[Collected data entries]
● ● ● ●
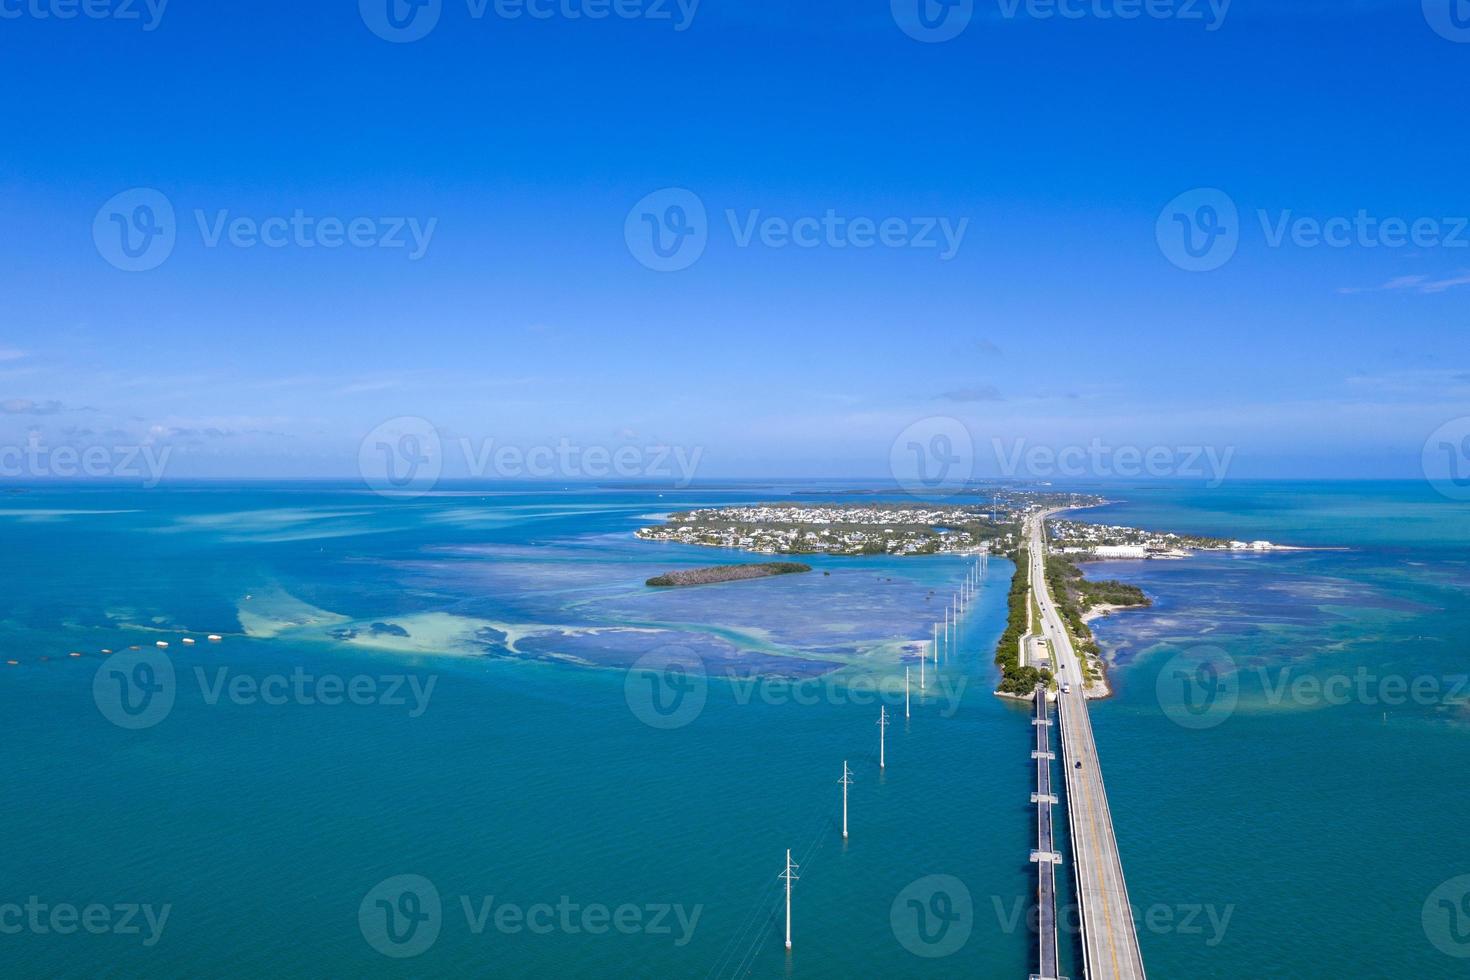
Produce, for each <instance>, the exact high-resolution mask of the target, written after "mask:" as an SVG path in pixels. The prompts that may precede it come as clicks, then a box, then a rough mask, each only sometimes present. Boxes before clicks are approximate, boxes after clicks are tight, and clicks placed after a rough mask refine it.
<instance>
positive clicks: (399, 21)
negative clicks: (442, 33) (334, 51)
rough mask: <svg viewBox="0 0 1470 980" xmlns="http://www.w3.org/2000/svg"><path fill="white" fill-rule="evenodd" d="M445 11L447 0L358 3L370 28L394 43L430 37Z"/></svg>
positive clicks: (359, 11) (402, 42)
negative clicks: (446, 1) (441, 14)
mask: <svg viewBox="0 0 1470 980" xmlns="http://www.w3.org/2000/svg"><path fill="white" fill-rule="evenodd" d="M442 9H444V0H357V10H359V13H362V18H363V24H366V25H368V29H369V31H372V32H373V34H376V35H378V37H381V38H382V40H384V41H392V43H394V44H407V43H409V41H417V40H420V38H423V37H426V35H428V32H429V31H432V29H434V28H435V26H437V25H438V22H440V13H442Z"/></svg>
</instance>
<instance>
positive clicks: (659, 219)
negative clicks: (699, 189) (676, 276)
mask: <svg viewBox="0 0 1470 980" xmlns="http://www.w3.org/2000/svg"><path fill="white" fill-rule="evenodd" d="M623 239H625V241H626V242H628V251H629V253H632V256H634V259H637V260H638V262H641V263H642V264H644V266H647V267H648V269H653V270H654V272H679V270H681V269H688V267H689V266H692V264H694V263H695V262H698V260H700V256H703V254H704V247H706V245H709V241H710V222H709V216H707V215H706V212H704V201H701V200H700V197H698V195H697V194H695V192H694V191H686V190H684V188H682V187H667V188H664V190H661V191H654V192H653V194H650V195H647V197H644V198H642V200H641V201H638V203H637V204H634V207H632V210H631V212H628V219H626V220H625V222H623Z"/></svg>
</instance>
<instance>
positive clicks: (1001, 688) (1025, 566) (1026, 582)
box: [995, 548, 1051, 695]
mask: <svg viewBox="0 0 1470 980" xmlns="http://www.w3.org/2000/svg"><path fill="white" fill-rule="evenodd" d="M1028 569H1030V560H1029V552H1028V551H1026V550H1025V548H1020V550H1017V552H1016V574H1013V576H1011V589H1010V595H1008V598H1007V607H1008V614H1007V617H1005V632H1004V633H1001V639H1000V642H998V644H997V645H995V666H997V667H1000V669H1001V683H1000V686H998V688H995V691H997V693H1013V695H1028V693H1030V692H1033V691H1035V689H1036V685H1039V683H1044V685H1047V686H1048V688H1050V686H1051V671H1050V670H1038V669H1036V667H1022V666H1020V638H1022V636H1025V635H1026V604H1028V602H1029V601H1030V580H1029V579H1030V576H1029V573H1028Z"/></svg>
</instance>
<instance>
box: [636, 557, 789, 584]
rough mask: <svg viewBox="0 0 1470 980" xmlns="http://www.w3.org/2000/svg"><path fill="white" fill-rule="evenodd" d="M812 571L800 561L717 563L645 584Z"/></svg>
mask: <svg viewBox="0 0 1470 980" xmlns="http://www.w3.org/2000/svg"><path fill="white" fill-rule="evenodd" d="M803 572H811V566H808V564H801V563H800V561H761V563H750V564H717V566H710V567H707V569H685V570H684V572H666V573H663V574H656V576H654V577H651V579H648V580H647V582H645V583H644V585H648V586H653V588H656V589H669V588H679V586H685V585H714V583H716V582H744V580H745V579H767V577H770V576H773V574H801V573H803Z"/></svg>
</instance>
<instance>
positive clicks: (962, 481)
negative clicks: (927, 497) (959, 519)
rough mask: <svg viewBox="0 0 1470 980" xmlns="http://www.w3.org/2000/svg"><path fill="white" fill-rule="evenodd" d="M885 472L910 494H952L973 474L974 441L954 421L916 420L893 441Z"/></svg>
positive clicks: (968, 478) (962, 487) (961, 428)
mask: <svg viewBox="0 0 1470 980" xmlns="http://www.w3.org/2000/svg"><path fill="white" fill-rule="evenodd" d="M888 469H889V472H891V473H892V475H894V479H895V480H898V485H900V486H903V488H904V489H906V491H907V492H910V494H916V495H917V494H942V492H950V491H956V489H960V488H963V486H964V483H966V482H967V480H969V479H970V476H972V475H973V473H975V441H973V439H970V430H969V429H966V428H964V423H963V422H960V420H958V419H951V417H948V416H932V417H929V419H920V420H919V422H914V423H913V425H911V426H908V428H907V429H904V430H903V432H900V433H898V438H897V439H894V445H892V448H891V450H889V451H888Z"/></svg>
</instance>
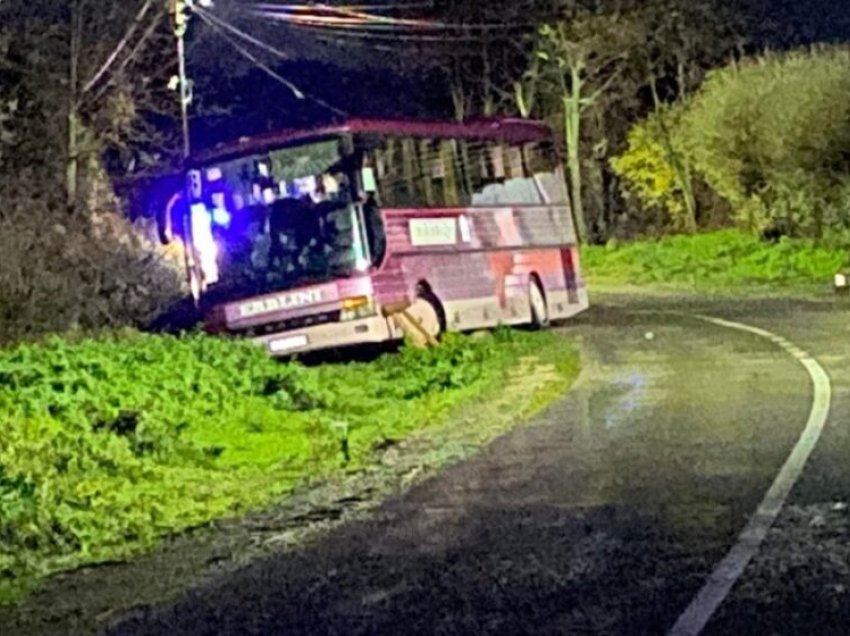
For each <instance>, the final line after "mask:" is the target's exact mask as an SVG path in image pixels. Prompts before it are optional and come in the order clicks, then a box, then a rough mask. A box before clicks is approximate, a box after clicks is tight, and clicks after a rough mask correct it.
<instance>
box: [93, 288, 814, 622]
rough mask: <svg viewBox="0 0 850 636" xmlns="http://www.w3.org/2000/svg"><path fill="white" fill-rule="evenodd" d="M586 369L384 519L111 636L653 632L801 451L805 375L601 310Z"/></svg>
mask: <svg viewBox="0 0 850 636" xmlns="http://www.w3.org/2000/svg"><path fill="white" fill-rule="evenodd" d="M565 333H566V334H568V335H570V336H571V337H576V338H578V339H579V341H580V343H581V348H582V353H583V358H584V364H585V370H584V372H583V374H582V377H581V379H580V381H579V383H578V385H577V386H576V387H575V389H574V390H573V391H572V392H571V394H570V395H569V396H567V397H566V398H565V399H564V400H563V401H562V402H561V403H559V404H557V405H556V406H554V407H553V408H551V409H550V410H549V411H547V412H546V413H545V414H543V415H542V416H540V417H539V418H538V419H537V420H536V421H535V422H534V423H533V425H531V426H528V427H524V428H522V429H520V430H518V431H516V432H515V433H513V434H511V435H509V436H506V437H505V438H503V439H501V440H499V441H497V442H496V443H495V444H493V445H492V446H491V447H490V448H488V449H487V450H486V451H485V452H484V453H483V454H482V455H481V456H480V457H478V458H476V459H474V460H472V461H469V462H466V463H464V464H461V465H458V466H456V467H454V468H452V469H449V470H447V471H445V472H444V473H443V474H441V475H439V476H437V477H435V478H433V479H431V480H429V481H427V482H425V483H424V484H422V485H420V486H418V487H416V488H415V489H413V490H412V491H411V492H409V493H408V494H407V495H405V496H403V497H401V498H398V499H396V500H393V501H389V502H387V503H386V504H385V505H384V506H383V507H382V508H381V509H380V511H379V512H378V514H377V515H376V516H375V518H374V519H372V520H371V521H368V522H363V523H357V524H352V525H349V526H346V527H344V528H341V529H340V530H338V531H335V532H333V533H332V534H331V535H329V536H327V537H326V538H325V539H323V540H322V541H320V542H318V543H317V544H315V545H313V546H310V547H307V548H304V549H302V550H298V551H293V552H290V553H286V554H281V555H278V556H275V557H273V558H270V559H267V560H265V561H262V562H257V563H254V564H252V565H250V566H248V567H247V568H245V569H244V570H243V571H241V572H240V573H238V574H237V575H236V576H234V577H231V578H230V579H229V580H225V581H221V582H220V583H218V584H216V585H214V586H210V587H207V588H203V589H198V590H194V591H192V592H190V593H187V594H186V595H185V596H184V597H183V598H181V599H178V600H177V601H176V602H175V603H174V604H173V605H171V606H169V607H165V608H156V609H154V610H148V611H144V612H140V613H138V614H137V615H135V616H132V617H125V618H124V620H122V621H120V622H117V623H116V624H114V625H113V627H112V628H111V630H110V631H109V633H111V634H122V635H125V634H126V635H130V634H162V633H169V634H278V633H286V634H288V635H291V634H392V633H402V632H403V633H405V634H462V633H475V634H564V633H594V634H660V633H664V632H666V631H667V630H668V629H670V627H671V626H672V625H673V624H674V623H675V622H676V620H677V618H678V617H679V615H680V613H681V612H682V610H683V609H684V608H686V607H687V606H688V604H689V603H690V602H691V600H692V599H693V598H694V597H695V596H696V595H697V593H698V592H699V590H700V589H701V588H702V586H703V584H704V583H705V581H706V580H707V579H708V578H709V576H710V574H711V573H712V571H713V569H714V567H715V565H716V564H717V563H718V562H719V561H720V560H721V559H722V558H723V557H724V555H725V554H726V553H727V552H728V550H729V548H730V546H732V545H734V544H735V542H736V540H737V537H738V534H739V533H740V531H741V529H742V528H743V527H744V526H745V525H746V523H747V520H748V519H749V518H750V516H751V515H752V513H753V511H755V510H756V509H757V507H758V505H759V503H760V502H761V500H762V498H763V497H764V494H765V493H766V492H767V491H768V490H769V489H770V487H771V484H772V483H773V481H774V479H775V477H776V475H777V474H778V473H779V472H780V470H781V468H782V466H783V465H784V463H785V462H786V459H787V458H788V456H789V453H791V451H792V449H793V448H794V447H795V444H796V443H797V441H798V439H799V437H800V433H801V431H802V430H803V428H804V427H805V425H806V422H807V418H808V416H809V412H810V410H811V404H812V387H811V383H810V381H809V379H808V378H807V376H806V373H805V370H804V369H803V368H802V367H801V366H800V365H799V364H798V363H797V361H796V360H795V359H794V358H793V357H791V356H789V355H788V354H787V353H786V352H784V351H782V350H781V349H780V348H778V347H776V346H775V345H774V344H773V343H771V342H769V341H767V340H765V339H764V338H761V337H758V336H756V335H753V334H748V333H742V332H738V331H732V330H728V329H725V328H722V327H719V326H717V325H711V324H706V323H703V322H699V321H696V320H693V319H692V318H689V317H682V316H671V315H649V314H643V313H639V312H635V311H633V310H631V309H630V308H628V307H618V306H617V305H616V304H608V305H605V304H603V305H601V306H598V307H597V308H596V309H595V310H594V311H593V312H591V313H589V314H588V315H587V316H586V317H584V318H583V319H582V320H581V321H579V322H578V323H575V324H572V325H570V326H568V327H567V328H566V329H565Z"/></svg>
● ● ● ●
Exercise instructions
Replace "clicks" with "points" in the stretch of lines from the start through the line containing "negative clicks: (442, 33) (334, 51)", and change nothing else. Leave the pictures out of your answer.

Response below
Produce, for each <instance>, the exact high-resolution mask of the target, written after "mask:" as an SVG path in pixels. The prompts that may precede it come as points, then a box, then a rough mask, each only sometimes present. Boxes before points are approximate, boxes after points are tight, and points placed after a rough mask refine it.
<instance>
positive points: (399, 21)
negative points: (442, 33) (334, 51)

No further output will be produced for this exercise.